begin

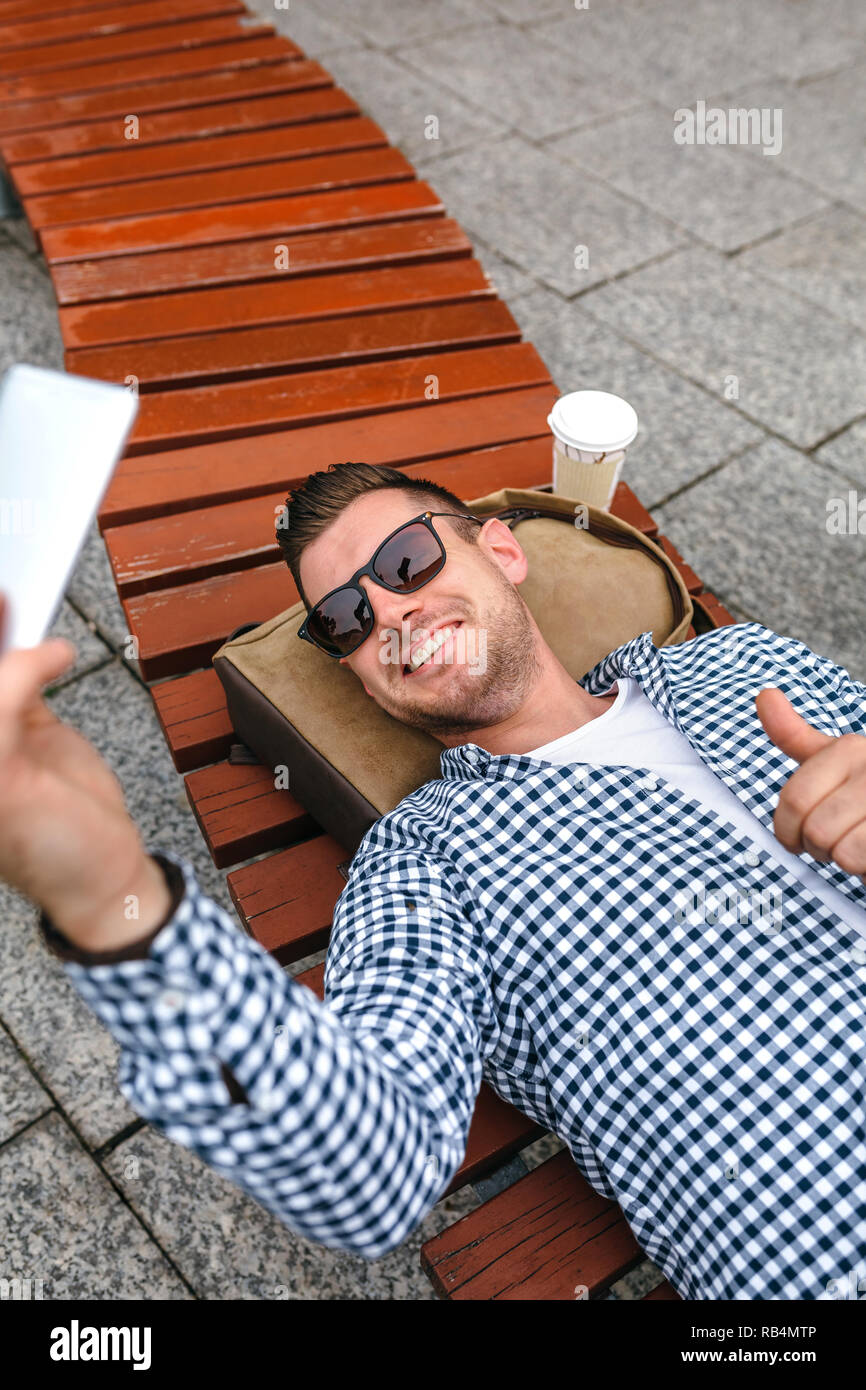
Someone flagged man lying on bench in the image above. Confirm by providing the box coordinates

end
begin

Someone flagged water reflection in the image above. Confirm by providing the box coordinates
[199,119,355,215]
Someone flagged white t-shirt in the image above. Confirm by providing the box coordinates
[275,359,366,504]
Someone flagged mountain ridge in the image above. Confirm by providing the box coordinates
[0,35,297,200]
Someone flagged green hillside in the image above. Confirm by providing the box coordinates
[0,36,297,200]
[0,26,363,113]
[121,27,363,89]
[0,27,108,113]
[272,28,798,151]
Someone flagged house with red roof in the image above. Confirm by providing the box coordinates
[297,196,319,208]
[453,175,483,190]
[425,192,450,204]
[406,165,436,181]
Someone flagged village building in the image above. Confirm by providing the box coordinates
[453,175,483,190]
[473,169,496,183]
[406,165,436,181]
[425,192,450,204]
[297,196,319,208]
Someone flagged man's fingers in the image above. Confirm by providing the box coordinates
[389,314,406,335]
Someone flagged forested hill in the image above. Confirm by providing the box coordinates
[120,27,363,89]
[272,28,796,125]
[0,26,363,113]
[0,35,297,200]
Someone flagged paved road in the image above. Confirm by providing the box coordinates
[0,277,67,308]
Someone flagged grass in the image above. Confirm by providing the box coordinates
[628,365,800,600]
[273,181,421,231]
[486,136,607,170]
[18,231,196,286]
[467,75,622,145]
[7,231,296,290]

end

* [Task to complete] Reproduce the lines from the line containing "Someone flagged forested" up to and including the line containing "[7,231,296,290]", substituting "Verify" for "Confirm" and leaving everything else unchanged.

* [Expected answer]
Someone flagged forested hill in the image above. Verify by providing the box coordinates
[120,27,363,89]
[272,28,796,125]
[0,26,363,113]
[0,35,297,200]
Someone flagged paved road in the image above. Verify by providing the box coordinates
[0,277,67,308]
Someone flagged grass in the image above. Verify by providing the box coordinates
[628,365,800,600]
[273,181,421,231]
[486,136,607,170]
[18,231,196,286]
[467,75,622,145]
[7,231,296,290]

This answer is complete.